## Short task
Restate the complete material exactly.

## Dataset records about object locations

════════

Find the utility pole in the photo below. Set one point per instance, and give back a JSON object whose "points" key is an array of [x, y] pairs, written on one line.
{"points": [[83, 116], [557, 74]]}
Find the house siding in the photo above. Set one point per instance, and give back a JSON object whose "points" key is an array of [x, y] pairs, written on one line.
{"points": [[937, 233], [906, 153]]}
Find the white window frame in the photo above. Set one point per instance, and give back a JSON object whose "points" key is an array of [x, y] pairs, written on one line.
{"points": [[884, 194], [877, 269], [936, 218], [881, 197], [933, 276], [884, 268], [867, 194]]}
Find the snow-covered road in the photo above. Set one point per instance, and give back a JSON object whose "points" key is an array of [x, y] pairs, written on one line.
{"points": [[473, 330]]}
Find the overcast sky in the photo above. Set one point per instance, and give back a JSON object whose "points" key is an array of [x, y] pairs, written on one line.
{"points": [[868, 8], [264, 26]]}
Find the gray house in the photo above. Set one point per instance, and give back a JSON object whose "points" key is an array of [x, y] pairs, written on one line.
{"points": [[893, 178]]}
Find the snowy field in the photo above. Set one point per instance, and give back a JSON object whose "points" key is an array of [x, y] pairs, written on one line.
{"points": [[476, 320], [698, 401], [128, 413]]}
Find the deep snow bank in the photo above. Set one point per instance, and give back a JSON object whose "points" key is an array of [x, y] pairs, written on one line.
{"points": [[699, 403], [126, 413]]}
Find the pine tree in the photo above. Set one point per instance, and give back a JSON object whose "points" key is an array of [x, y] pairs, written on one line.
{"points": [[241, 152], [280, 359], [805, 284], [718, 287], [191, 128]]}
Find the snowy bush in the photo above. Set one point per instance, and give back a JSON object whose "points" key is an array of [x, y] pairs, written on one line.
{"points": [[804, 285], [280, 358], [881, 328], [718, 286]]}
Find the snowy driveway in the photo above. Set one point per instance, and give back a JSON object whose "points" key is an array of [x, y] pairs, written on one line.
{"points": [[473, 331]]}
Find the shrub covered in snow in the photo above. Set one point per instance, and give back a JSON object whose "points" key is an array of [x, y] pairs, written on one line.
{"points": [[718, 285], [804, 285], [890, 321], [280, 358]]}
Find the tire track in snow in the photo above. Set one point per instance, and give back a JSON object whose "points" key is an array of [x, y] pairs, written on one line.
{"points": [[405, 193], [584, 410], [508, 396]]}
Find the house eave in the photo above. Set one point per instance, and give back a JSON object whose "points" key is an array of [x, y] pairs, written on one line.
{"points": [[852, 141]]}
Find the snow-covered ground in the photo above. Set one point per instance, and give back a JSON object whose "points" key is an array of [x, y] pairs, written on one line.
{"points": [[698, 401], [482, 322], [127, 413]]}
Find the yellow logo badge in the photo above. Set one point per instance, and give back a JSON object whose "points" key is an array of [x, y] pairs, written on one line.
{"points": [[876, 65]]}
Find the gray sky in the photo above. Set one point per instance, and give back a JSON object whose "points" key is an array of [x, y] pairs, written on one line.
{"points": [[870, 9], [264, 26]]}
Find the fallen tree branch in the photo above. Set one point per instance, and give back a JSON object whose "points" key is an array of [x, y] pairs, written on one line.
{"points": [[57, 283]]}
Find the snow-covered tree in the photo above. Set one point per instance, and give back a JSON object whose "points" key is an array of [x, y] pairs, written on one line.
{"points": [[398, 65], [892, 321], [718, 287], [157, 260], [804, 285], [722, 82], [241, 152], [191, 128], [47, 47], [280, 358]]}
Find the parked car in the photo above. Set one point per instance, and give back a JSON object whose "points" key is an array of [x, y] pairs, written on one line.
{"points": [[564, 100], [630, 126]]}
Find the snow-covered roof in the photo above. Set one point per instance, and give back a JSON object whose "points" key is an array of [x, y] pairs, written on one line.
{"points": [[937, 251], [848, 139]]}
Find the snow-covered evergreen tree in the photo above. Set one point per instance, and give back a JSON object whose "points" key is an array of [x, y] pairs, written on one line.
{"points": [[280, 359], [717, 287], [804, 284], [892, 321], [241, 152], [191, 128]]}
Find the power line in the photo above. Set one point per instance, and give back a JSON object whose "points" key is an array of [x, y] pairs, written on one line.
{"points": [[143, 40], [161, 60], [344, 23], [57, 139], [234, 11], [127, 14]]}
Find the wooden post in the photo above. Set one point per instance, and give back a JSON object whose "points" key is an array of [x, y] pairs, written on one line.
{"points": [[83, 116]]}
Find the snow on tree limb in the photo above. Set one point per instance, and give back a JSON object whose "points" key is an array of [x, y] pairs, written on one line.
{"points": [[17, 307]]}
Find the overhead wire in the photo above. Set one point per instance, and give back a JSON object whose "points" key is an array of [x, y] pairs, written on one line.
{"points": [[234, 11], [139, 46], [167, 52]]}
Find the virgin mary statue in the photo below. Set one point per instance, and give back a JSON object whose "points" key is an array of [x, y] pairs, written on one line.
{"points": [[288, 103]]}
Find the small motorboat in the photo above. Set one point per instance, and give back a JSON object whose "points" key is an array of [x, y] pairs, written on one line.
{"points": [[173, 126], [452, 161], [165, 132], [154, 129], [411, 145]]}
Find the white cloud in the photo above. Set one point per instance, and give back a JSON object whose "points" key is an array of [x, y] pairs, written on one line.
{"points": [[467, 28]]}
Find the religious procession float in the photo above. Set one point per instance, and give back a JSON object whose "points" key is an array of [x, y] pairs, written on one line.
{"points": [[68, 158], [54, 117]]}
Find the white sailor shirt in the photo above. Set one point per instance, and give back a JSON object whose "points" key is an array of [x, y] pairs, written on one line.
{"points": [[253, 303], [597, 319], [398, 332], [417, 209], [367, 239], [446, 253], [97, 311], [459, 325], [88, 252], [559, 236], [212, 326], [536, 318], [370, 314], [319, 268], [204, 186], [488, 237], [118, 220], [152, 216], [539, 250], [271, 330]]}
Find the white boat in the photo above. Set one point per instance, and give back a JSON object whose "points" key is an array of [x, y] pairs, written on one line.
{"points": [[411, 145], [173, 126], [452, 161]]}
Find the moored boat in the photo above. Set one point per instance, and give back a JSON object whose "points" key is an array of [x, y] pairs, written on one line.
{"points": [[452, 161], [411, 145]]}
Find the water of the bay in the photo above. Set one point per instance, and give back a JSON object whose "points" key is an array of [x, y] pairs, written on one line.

════════

## Reply to the exercise
Find the utility pole in the photo below. Set one point per instance, and give back a JSON object whose "points" key is an array of [x, y] pairs, written on one line.
{"points": [[83, 116], [557, 74]]}
Find the house siding in the photo above. Set one point per instance, and give back a JSON object whose "points" key is an array of [x, y] pairs, written on one line.
{"points": [[937, 233], [906, 153]]}
Find the white window frame in the photo above. Set one point per instance, and give back a JSON object whose "points" key is an array of [x, y] pairs, written on one line.
{"points": [[884, 194], [877, 269], [936, 218], [881, 197], [933, 276], [884, 268], [867, 194]]}
Find the snow-covered road in the photo above. Set one point per instance, and give back a JSON object whose "points" key is an array of [x, y] pairs, written on one line.
{"points": [[473, 330]]}
Find the overcast sky in the photo above. Set one point per instance, and give back a JSON object whose "points" key is an array of [x, y] pairs, written on one line.
{"points": [[868, 8], [264, 26]]}
Find the gray house in the photo above. Set one point per instance, and give back a JSON object whose "points" key is an array of [x, y] pairs, written on one line.
{"points": [[893, 178]]}
Find the snowy field in the photo above. Set one point per instance, and give back a JSON object whose "points" key is an array of [x, y] pairs, written on one line.
{"points": [[476, 320], [698, 401], [128, 413]]}
Find the deep snow bank in the photo above. Set one point per instance, and give back a JSON object whose "points" key is an array of [x, y] pairs, written on one line.
{"points": [[699, 403], [126, 413]]}
Find the pine tree in the photo above. Set one point per instance, and give back a JSON object whose "points" key is an array of [x, y] pairs, written on one line.
{"points": [[241, 152], [280, 359], [805, 284], [718, 287], [191, 128]]}
Find the snowy bush in the photo above. Set one point per instance, and give back a JSON object whose "points" key is an array of [x, y] pairs, written on one line.
{"points": [[804, 285], [280, 358], [881, 328], [718, 286]]}
Find the snowy driveway in the photo above. Set one point per instance, and give back a JSON object whose "points" key is an array of [x, y] pairs, written on one line.
{"points": [[473, 331]]}
Find the shrub covered in snow in the photo above. Set one point per instance, and give back a JSON object whose "points" key is an array of [x, y] pairs, written on one line.
{"points": [[718, 285], [804, 285], [890, 321], [280, 358]]}
Find the tire track in snow in the photo above. Set one point per instance, and give back a JSON object whose "points" key is an array of [x, y] pairs, written on one line.
{"points": [[405, 193], [584, 410], [508, 396]]}
Find the house eave in the photo above. Set one point per instance, and give back a JSON object whose "points" key is an array of [x, y] pairs, written on one line.
{"points": [[852, 141]]}
Find the snow-covered ground in the photo above. Set one point per instance, and give back a JSON object whose "points" key is an array of [x, y] pairs, written on one line.
{"points": [[698, 401], [482, 322], [127, 413]]}
Find the yellow logo badge in the photo above. Set one point per instance, and give back a JSON object whose "points" key is an array of [x, y] pairs, written on one line.
{"points": [[876, 65]]}
Find the gray sky in the photo above. Set one point per instance, and give back a JSON object whose "points" key is an array of [x, y] pairs, written on one line.
{"points": [[870, 9], [264, 26]]}
Find the fallen tree branch in the photo above. Set one point per instance, and give back a JSON object whose "points" key is an array of [x, y] pairs, written on one line.
{"points": [[57, 283]]}
Find the snow-covered tree in the photo above. Set one point per instance, and give back a JSON object whose "points" key is an array of [x, y] pairs, written on one line.
{"points": [[398, 65], [892, 321], [718, 287], [157, 260], [804, 285], [722, 82], [241, 152], [191, 128], [47, 47], [280, 358]]}
Find the parked car in the photo above. Set one point per instance, and give back a JSON object whose "points" key is an array of [x, y] pairs, written on one line.
{"points": [[564, 100], [630, 126]]}
Find the snow-covered roof in the photo above. Set one point per instance, and give back a JSON object whose "points" key is an array of [x, y] pairs, written on one line.
{"points": [[937, 251], [848, 139]]}
Find the snow-covered evergreen tree in the photo above. Set one point per instance, and give back a JSON object whose "points" key is an array of [x, y] pairs, written on one line.
{"points": [[280, 359], [717, 287], [804, 284], [892, 321], [241, 152], [191, 128]]}
Find the power line in the photo above. Set one point per instance, and give back a JSON object whose "points" key is an array of [x, y] pairs, written on one line.
{"points": [[143, 40], [161, 60], [344, 23], [57, 139], [234, 11], [127, 14]]}
Find the wooden post in the photo above. Set one point per instance, and give back a JSON object whose "points" key is an array of [x, y] pairs, written on one line.
{"points": [[83, 116]]}
Find the snow on tree limb in the photo above. Set one point per instance, and give back a JSON object whose "points" key is an array of [x, y] pairs, written on one line.
{"points": [[17, 307]]}
Find the overhead wire in the photo above. Set one point per instance, and give back a JSON object whose "points" key is an array of [x, y] pairs, written on one line.
{"points": [[234, 11], [139, 46], [167, 52]]}
Find the virgin mary statue in the photo below. Set one point per instance, and give back a JSON object whose "points" key is an array of [x, y] pairs, written on one line.
{"points": [[288, 103]]}
Find the small motorboat in the photo above. Set one point per instance, and give back a JSON object whose "points" key is an array of [x, y] pairs, written on one line.
{"points": [[173, 126], [452, 161], [165, 132], [154, 129], [411, 145]]}
Find the white cloud in the photo above. Set one point per instance, and give back a JSON object whose "points" key is an array of [x, y] pairs, written on one line.
{"points": [[467, 28]]}
Find the religious procession float in the photo above. Set one point per instance, and give back a JSON object whose "points" key is an array of [x, y] pairs, written on one line.
{"points": [[68, 158], [54, 117]]}
Find the white sailor shirt in the photo above. Set one point per instance, and give back a JSON object whose "points" key is an array of [x, y] pairs, written on one line.
{"points": [[253, 303], [597, 319], [398, 332], [417, 209], [367, 239], [446, 253], [97, 311], [459, 325], [88, 252], [559, 236], [212, 326], [536, 318], [370, 314], [319, 268], [204, 186], [488, 237], [118, 220], [152, 216], [539, 250], [271, 330]]}
Find the white boat in the photo above. Set one point per instance, and give back a JSON object whose "points" key is an array of [x, y] pairs, written on one line.
{"points": [[411, 145], [173, 126], [452, 161]]}
Find the moored boat in the photo above. Set one point per instance, and give back a JSON object whose "points" key is an array of [x, y] pairs, written on one line.
{"points": [[452, 161], [411, 145]]}
Find the water of the bay in the photo above. Set one point per instance, and give back a JSON object whose "points" key is an array of [x, y] pairs, written on one line.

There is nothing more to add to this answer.